- [EXERCISE MATERIAL]:

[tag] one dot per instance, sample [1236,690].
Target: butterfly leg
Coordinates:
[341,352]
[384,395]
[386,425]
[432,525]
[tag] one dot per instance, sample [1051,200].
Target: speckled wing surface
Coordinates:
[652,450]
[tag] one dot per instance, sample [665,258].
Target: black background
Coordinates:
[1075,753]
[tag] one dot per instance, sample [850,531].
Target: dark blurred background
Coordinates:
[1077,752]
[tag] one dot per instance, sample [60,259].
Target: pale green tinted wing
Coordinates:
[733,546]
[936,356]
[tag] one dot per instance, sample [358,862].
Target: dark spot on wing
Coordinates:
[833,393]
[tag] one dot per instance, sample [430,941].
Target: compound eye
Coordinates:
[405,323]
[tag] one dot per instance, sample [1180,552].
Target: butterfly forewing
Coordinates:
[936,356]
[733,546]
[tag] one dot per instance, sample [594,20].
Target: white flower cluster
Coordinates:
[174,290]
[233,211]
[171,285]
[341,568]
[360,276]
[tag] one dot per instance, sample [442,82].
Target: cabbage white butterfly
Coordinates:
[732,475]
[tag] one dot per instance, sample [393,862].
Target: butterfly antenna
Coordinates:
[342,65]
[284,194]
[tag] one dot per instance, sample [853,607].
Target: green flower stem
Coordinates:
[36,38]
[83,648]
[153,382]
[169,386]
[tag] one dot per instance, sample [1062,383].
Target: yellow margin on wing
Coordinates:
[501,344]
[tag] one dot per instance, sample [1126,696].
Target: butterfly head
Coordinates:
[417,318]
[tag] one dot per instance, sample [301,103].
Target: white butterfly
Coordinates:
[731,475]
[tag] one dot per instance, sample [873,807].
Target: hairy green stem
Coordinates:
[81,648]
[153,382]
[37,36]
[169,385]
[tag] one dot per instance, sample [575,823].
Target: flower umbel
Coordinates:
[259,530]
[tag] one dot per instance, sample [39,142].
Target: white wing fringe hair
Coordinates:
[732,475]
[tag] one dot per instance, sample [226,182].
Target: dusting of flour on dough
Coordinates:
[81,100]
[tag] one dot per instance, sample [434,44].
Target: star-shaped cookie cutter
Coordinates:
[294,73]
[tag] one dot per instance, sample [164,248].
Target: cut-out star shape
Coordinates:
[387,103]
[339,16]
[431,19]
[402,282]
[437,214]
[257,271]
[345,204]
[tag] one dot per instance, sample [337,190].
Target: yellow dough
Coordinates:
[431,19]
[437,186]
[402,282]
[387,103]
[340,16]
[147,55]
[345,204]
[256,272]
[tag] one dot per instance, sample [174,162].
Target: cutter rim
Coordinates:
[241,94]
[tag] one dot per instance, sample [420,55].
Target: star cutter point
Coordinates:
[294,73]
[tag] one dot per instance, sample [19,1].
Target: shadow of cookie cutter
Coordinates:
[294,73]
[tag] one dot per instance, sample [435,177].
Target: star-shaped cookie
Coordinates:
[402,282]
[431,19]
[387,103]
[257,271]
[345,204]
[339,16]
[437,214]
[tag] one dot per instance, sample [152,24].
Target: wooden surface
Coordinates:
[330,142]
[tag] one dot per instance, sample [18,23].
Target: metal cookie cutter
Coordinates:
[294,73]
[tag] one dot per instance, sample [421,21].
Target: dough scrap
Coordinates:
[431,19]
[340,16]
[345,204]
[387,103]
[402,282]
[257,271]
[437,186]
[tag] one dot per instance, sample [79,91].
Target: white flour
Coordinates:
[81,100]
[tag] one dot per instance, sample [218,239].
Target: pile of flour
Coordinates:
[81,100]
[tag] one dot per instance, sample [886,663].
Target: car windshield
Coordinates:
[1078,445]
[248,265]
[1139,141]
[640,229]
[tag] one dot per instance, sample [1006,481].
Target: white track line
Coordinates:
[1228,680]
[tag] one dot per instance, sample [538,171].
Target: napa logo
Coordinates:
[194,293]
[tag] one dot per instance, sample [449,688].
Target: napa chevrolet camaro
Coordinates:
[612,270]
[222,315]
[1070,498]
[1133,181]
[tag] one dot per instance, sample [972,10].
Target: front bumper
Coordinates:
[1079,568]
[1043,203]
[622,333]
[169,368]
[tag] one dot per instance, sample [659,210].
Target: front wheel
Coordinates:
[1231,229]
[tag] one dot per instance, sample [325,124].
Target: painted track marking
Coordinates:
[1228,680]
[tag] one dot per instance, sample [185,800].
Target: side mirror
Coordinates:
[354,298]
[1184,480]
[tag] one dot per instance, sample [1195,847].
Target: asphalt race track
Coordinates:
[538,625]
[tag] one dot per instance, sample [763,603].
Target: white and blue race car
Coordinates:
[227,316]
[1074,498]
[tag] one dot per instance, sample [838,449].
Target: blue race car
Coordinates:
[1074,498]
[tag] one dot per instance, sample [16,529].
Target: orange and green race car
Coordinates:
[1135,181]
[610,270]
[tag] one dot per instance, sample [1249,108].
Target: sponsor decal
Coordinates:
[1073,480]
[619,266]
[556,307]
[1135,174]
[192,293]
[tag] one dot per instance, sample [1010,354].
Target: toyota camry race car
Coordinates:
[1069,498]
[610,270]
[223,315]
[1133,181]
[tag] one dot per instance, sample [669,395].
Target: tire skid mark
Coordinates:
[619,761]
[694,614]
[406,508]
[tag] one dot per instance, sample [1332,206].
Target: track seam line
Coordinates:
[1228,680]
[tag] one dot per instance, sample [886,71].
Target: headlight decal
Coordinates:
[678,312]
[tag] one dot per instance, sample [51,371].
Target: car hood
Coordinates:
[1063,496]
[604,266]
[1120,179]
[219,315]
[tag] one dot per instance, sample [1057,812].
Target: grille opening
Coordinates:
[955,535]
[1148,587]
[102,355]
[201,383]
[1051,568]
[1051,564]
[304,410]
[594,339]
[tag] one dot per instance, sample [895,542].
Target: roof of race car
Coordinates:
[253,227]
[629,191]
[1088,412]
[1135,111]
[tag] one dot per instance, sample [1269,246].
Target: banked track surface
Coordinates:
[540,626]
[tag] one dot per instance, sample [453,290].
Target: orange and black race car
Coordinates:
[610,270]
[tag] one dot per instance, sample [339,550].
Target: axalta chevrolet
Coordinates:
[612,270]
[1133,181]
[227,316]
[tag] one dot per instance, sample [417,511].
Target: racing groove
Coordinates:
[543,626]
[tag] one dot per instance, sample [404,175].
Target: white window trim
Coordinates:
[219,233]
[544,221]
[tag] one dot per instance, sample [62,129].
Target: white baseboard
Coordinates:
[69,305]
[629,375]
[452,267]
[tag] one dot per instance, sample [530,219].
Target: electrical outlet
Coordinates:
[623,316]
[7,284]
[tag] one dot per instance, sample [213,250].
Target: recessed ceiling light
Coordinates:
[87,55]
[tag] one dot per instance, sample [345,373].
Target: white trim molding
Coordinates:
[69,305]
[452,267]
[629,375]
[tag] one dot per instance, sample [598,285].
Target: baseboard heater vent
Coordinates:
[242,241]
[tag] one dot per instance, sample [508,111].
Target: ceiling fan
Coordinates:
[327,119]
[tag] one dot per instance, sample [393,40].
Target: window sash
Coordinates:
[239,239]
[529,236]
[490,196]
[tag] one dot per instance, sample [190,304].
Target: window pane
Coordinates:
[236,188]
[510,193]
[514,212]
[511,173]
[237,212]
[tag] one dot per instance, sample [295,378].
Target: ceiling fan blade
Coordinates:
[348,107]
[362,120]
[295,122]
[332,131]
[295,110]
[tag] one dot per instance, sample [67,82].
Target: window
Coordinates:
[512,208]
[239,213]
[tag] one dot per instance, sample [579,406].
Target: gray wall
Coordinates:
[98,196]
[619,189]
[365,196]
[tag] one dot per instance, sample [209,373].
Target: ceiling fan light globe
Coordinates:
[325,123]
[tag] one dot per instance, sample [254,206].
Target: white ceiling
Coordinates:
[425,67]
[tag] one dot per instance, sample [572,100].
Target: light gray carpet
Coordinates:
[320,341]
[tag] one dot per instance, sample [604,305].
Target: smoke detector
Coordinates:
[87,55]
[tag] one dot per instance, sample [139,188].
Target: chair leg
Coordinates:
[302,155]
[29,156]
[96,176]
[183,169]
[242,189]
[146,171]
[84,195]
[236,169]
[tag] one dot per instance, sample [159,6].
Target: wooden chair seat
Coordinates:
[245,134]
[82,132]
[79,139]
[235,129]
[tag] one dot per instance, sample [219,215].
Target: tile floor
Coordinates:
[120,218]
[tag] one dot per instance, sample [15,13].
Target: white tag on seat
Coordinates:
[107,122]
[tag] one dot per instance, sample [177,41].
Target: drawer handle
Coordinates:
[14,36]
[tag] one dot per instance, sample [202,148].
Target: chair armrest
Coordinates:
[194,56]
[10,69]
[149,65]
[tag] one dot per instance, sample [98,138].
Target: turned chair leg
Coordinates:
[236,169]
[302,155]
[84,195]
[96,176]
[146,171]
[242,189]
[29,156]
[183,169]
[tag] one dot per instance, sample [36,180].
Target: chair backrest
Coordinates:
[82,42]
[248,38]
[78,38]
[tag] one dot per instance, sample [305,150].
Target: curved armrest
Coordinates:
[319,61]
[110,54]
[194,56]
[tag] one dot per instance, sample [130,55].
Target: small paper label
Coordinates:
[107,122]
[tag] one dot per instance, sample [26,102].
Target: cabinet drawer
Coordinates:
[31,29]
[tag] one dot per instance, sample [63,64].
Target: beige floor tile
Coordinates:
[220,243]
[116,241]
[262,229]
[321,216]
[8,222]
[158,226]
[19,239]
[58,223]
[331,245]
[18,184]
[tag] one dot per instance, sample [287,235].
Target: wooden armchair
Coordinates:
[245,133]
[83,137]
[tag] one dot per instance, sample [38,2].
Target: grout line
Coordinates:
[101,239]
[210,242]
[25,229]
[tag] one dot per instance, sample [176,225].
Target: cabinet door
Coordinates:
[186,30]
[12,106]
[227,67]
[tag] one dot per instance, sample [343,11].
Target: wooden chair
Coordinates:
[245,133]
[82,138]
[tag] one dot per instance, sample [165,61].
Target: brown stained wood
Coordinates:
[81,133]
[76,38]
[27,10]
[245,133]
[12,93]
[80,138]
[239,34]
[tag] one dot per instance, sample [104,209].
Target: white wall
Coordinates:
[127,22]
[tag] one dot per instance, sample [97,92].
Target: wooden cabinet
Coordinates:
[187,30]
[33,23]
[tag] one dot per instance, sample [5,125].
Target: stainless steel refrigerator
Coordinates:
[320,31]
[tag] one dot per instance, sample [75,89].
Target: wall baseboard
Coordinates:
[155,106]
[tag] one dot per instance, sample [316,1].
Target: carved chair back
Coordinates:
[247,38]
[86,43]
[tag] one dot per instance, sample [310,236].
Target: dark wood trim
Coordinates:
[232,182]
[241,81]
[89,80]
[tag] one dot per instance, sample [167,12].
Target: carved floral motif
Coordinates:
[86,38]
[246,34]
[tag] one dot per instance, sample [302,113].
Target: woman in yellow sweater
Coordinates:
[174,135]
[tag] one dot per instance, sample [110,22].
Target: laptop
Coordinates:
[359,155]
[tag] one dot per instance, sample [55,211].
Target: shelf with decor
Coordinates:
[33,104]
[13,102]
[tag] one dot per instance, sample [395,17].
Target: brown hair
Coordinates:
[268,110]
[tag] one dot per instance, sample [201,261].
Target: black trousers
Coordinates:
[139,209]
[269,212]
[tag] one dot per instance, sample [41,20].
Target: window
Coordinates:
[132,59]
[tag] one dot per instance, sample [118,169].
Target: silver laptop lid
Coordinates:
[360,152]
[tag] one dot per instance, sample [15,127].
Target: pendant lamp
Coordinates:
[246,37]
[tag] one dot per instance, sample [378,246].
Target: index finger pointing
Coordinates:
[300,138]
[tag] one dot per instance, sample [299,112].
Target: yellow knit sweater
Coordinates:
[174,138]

- [TASK TO COMPLETE]:
Render the items above as a Markdown table, from the line containing "[tag] one dot per instance, sample [118,169]." through the end of the items, both ends included. Use the columns "Row" and "Line", with one line per row, and leave out blank lines.

- [RESPONSE TO THIS TASK]:
| Row | Line |
|---|---|
| 1 | [tag] one dot per instance, sample [118,169]. |
| 2 | Target: silver laptop lid |
| 3 | Coordinates: |
| 4 | [360,152] |
| 5 | [tag] one dot per instance, sample [15,127]. |
| 6 | Target: pendant lamp |
| 7 | Coordinates: |
| 8 | [246,37] |
| 9 | [tag] one dot per instance, sample [378,246]. |
| 10 | Target: index finger pointing |
| 11 | Coordinates: |
| 12 | [300,138] |
| 13 | [tag] one dot per instance, sample [299,112]. |
| 14 | Target: yellow knit sweater |
| 15 | Coordinates: |
| 16 | [174,138] |